When a line of the entries contains "surface", please list that line.

======== DATASET

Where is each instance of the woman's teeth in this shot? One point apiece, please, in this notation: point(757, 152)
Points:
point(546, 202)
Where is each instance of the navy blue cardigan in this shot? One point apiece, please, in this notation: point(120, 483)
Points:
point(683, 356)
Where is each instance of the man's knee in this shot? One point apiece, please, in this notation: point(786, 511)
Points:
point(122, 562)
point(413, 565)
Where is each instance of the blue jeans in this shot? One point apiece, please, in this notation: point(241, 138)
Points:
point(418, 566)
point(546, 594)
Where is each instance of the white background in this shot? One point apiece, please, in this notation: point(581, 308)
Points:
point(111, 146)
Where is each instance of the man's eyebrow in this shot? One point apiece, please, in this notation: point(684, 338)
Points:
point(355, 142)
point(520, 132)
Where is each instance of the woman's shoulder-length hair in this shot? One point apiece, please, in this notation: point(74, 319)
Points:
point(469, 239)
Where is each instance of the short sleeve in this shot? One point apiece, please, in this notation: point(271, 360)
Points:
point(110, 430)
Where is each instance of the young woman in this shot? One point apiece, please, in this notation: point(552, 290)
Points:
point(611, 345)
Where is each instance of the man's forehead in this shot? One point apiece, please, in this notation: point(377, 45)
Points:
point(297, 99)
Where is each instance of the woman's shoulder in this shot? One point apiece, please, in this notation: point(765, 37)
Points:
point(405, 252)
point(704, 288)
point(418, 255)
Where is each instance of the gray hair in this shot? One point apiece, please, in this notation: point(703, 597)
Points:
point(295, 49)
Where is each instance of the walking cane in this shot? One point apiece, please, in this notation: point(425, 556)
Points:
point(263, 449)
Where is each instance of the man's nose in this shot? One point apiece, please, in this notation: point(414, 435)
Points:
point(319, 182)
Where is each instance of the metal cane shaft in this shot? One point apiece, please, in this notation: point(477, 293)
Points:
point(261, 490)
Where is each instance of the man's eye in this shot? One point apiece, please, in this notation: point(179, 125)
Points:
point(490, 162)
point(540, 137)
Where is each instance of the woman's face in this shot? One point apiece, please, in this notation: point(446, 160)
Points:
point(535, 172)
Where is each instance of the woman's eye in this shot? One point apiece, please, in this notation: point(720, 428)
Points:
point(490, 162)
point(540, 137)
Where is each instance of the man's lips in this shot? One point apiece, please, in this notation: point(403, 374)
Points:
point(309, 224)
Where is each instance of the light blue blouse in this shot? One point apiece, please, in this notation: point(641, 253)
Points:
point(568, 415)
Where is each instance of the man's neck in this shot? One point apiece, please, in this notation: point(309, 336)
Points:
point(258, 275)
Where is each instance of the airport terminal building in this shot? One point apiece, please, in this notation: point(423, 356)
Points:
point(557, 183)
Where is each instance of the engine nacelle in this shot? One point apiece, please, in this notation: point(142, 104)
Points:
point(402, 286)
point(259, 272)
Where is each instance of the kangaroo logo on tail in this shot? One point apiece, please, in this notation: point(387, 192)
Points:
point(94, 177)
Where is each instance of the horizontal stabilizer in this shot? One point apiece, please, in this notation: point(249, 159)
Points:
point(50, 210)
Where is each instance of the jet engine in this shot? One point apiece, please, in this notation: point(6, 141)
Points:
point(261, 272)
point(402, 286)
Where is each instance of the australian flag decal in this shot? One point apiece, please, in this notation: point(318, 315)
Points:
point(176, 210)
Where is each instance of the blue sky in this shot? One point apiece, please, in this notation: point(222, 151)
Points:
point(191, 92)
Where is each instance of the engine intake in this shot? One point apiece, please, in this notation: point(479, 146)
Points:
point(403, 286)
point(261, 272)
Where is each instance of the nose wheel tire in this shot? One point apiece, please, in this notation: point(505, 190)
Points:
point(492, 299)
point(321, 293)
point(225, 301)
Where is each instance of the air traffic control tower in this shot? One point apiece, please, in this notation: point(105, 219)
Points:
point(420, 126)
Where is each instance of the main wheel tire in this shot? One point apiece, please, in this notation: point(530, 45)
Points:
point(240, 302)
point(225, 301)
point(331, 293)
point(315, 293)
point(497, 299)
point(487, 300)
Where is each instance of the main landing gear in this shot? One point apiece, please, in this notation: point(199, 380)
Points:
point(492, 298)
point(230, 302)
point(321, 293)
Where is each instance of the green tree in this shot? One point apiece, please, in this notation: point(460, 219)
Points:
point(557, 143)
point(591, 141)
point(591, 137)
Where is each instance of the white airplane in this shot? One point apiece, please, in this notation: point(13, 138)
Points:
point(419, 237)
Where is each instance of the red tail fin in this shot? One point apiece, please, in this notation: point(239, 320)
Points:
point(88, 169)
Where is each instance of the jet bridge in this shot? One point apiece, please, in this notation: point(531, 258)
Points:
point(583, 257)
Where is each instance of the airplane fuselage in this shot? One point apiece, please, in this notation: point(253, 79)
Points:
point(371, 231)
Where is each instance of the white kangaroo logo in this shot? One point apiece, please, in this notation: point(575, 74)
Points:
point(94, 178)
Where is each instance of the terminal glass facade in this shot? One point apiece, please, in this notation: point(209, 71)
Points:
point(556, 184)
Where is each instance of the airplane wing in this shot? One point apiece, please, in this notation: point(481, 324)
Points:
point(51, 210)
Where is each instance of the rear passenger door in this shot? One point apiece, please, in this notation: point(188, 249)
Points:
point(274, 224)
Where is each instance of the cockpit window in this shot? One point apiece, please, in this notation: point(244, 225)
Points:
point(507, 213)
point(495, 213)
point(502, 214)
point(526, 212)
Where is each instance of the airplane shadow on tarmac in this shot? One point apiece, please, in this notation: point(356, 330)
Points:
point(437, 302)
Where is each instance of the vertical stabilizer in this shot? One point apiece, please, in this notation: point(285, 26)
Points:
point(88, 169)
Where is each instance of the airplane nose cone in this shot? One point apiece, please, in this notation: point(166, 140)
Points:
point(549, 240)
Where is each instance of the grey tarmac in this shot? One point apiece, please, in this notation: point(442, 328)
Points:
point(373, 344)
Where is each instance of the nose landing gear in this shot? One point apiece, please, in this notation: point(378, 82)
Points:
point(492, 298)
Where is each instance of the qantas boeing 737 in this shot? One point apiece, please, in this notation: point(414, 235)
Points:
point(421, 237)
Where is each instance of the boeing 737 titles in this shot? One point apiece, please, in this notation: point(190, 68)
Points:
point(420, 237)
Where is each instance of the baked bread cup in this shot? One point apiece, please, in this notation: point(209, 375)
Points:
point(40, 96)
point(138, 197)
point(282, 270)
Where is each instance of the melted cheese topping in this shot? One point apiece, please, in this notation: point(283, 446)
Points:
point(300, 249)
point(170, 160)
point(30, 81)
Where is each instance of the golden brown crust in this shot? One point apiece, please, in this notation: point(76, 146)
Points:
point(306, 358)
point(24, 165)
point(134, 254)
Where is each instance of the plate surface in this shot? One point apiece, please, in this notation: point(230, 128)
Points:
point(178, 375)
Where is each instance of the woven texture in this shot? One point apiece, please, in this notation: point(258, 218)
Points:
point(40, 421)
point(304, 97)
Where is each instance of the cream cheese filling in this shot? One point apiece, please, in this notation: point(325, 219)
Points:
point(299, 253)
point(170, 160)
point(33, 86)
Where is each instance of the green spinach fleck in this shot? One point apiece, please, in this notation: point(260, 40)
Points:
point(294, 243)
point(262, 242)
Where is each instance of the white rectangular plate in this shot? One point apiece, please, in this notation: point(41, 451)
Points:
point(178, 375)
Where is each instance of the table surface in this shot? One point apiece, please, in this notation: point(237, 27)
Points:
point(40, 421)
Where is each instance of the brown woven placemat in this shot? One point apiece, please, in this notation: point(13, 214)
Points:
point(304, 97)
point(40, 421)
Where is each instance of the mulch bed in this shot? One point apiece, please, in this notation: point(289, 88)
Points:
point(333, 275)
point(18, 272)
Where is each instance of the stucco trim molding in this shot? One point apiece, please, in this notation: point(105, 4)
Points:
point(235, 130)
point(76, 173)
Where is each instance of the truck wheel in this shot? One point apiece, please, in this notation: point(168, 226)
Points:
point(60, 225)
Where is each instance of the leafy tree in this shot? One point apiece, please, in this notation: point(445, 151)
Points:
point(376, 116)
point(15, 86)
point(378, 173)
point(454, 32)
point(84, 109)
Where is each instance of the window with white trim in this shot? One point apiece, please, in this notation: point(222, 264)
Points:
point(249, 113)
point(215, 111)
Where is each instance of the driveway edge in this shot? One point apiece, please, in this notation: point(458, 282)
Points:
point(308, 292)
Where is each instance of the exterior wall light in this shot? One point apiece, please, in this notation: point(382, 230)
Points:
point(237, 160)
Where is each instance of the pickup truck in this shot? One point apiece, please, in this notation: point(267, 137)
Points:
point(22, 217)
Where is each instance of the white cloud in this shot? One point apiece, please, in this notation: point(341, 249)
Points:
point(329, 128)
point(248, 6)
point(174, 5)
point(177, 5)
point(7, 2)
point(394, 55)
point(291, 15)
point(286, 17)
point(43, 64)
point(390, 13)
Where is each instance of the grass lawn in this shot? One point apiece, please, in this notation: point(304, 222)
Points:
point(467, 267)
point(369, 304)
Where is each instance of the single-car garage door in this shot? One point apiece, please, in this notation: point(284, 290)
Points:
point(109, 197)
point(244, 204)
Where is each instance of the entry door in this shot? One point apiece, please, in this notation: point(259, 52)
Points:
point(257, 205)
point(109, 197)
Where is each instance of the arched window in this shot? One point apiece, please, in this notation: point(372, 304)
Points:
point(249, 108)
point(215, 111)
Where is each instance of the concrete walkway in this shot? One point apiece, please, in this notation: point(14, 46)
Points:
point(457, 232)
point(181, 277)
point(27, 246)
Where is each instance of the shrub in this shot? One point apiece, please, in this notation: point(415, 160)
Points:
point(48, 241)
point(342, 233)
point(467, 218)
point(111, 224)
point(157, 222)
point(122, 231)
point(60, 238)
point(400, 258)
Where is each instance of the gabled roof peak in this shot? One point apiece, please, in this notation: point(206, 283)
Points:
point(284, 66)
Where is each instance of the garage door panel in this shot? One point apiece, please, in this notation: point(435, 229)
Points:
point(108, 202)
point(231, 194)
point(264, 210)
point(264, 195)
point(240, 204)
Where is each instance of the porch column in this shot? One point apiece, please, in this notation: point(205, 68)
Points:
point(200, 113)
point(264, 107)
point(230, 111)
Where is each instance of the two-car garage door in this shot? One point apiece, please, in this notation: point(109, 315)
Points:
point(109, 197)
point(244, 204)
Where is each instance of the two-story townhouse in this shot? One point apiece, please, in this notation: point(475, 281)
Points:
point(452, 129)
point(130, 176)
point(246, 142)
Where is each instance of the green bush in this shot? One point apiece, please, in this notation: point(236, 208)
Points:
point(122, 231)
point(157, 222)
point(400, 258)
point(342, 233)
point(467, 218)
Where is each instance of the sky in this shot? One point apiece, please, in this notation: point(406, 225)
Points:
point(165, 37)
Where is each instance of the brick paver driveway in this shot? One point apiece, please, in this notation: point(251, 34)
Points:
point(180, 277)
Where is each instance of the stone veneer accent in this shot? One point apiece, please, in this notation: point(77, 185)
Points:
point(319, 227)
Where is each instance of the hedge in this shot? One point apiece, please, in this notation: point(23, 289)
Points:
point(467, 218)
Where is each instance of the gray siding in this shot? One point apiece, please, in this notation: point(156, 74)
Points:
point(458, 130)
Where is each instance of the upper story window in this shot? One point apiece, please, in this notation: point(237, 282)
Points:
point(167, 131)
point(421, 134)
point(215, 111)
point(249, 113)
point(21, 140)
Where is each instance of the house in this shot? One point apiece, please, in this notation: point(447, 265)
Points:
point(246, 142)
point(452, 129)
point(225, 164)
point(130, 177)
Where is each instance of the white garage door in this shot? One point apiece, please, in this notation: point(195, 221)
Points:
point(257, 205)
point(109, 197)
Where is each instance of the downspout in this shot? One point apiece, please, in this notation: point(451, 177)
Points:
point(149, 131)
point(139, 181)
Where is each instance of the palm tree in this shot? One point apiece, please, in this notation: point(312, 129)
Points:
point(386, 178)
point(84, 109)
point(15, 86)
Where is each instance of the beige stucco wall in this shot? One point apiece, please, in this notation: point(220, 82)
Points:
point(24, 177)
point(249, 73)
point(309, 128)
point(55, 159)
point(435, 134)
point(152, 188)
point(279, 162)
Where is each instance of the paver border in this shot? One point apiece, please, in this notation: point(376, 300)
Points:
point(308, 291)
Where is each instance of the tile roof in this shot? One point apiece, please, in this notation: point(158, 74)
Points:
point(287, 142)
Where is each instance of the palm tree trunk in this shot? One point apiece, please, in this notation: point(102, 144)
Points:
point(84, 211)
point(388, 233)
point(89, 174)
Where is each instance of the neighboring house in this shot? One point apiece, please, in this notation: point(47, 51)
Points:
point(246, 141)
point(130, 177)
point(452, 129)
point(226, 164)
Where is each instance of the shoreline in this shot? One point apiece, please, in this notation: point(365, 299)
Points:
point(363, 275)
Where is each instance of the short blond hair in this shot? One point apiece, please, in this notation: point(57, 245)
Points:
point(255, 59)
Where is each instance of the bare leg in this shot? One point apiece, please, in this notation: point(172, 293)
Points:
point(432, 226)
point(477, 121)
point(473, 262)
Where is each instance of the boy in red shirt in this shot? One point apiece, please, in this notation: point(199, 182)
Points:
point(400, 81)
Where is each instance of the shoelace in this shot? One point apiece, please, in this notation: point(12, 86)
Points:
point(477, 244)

================

RESULT OF THIS TASK:
Where is each instance of the plate surface in this shot? One point apiece, please, in this notation: point(230, 128)
Where is each instance of the table surface in this shot? One point apiece, please, in this notation: point(237, 27)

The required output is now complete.